> **Study text**:
☆ ☆ ☆ ☆

Many subjects are cumulative. Mathematics by nature is; many sciences end up being practically cumulative, since even if a theory is proven wrong at some extreme limit and replaced by another theory there, typically the old theory is still applicable enough to the phenomena it adequately addresses that it is still useful. A typical example in physics is the continued importance of classical mechanics, despite the fact that it has shown limitations and has had to be replaced by theories such as relativity and quantum mechanics. History and analysis of literature by nature are cumulative, and even subjects that deal “mostly” with analysis of current snapshots can still benefit from learning from the past in order to make better judgments and decisions for the future, making them somewhat cumulative as well.
This may beg a question in relation to education in these subjects. If subject matter will always be cumulative, with different topics building upon each other, then there will just be more and more material to teach, and more and more background material required to get up to speed with the current state of things. This may be especially true when the current state involves the intersection and combination of multiple branches of knowledge. How do we deal with this?
Scaling Against Coverage Time
If the amount of material increases cumulatively, then degree programs may become longer and take up more years. If human lifespans increase at least as quickly, then it is plausible that people can still spend the same proportion of their lives full-time in education. Maintaining this would require sufficient ongoing advancements in biology, medicine, nutrition, and so on. In terms of number of years (not proportion), in the beginning people would still spend less time on activities that could earn them money, raising the question of how we can structure things so that people can support a similar standard of living as time progresses.
The Role of Automation and Disruption
Many people make arguments today that “low-education” or “manual” tasks can become automated by better artificial intelligence, or otherwise disrupted in some way. If that is the case, then the kind of work that will earn people money will require increasing levels of education, which can contribute further to this problem. What economic, social, societal, and pedagogical strategies and frameworks can we come up with to address this and prepare people better, so that their educational trajectories are better aligned with their eventual career and standard of living goals?
Better and More Efficient Instruction
As students learn material from different instructors and absorb different ideas and perspectives about how to approach and teach the subject matter, education can improve over time, in analogy with “standing on the shoulders of giants.” This can lead to ways to more efficiently teach larger amounts of material while hopefully not increasing confusion or not decreasing understanding. For example, I would argue that a program like Art of Problem Solving (an extracurricular educational platform for math) would provide some of the best instruction in math today, and it would only have been possible through the instructors’ individual experiences with math education in their generations, which in turn would have been similarly based on the education given to previous generations, and so on.

☆ ☆ ☆ ☆

> **Dataset section**:
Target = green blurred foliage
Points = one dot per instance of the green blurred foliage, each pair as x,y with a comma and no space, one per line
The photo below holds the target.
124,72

☆ ☆ ☆ ☆

> **What to work on**:
Pick up the text on cumulative subjects and education right after its last sentence and continue it.

> **Expected answer**:
Integration of Applications and Related Topics
There can be other trends as well that can contribute towards more efficient instruction over time of larger amounts of material. For instance, as time progresses, it is often the case that new applications of existing material are found; this is par for the course in math, physics, computer science, and related subjects. As a specific example, some of the early (pre-1980s) practitioners of a math subject called number theory may not have seen the breadth of applications of the research they were conducting, yet today this subject is fundamental to the algorithms that underlie much of modern computer security. Thus, later education can integrate material for both the “theoretical” side and the “applied” side better, allowing more efficient combined instruction of both. And in general, as more insights are derived over time and more connections are found between topics and subjects, this can open up newer and more creative ways of integrating material and teaching more of it more effectively.
Online Education
The highly connected global nature of the Internet, along with the massively wide availability of information on it, could lead to greater efficiency in education that could allow for teaching more material more effectively. For example, I discussed one aspect of education that can be improved in the online setting in my post on interactivity in online courses. In the past couple of years, COVID has brought online education to the forefront by making it an essential requirement during lockdown, but with it our society was exposed to some of the challenges that might be present as well in an online approach to education. While I still believe in the ultimate potential of online education to democratize learning at a level that hasn’t been seen before, it is interesting and pertinent to discuss how this can be done effectively while also addressing some of the issues that can arise.
General Approaches
Closer and more detailed analysis of the ideas above would be required to determine whether they can scale adequately against the growth of material. If those ideas aren’t always enough, then it is also worth thinking about how we can develop more general methods and frameworks to ensure that people receive the educations they need to maintain similar standards of living over time. It would be useful to have a larger societal discussion around this, involving administrators of schools and degree programs too, so that if it is determined that degree program lengths should increase, then more appropriate expectations can be communicated to incoming students. What general strategies can we come up with to deal with this problem of curriculum growth?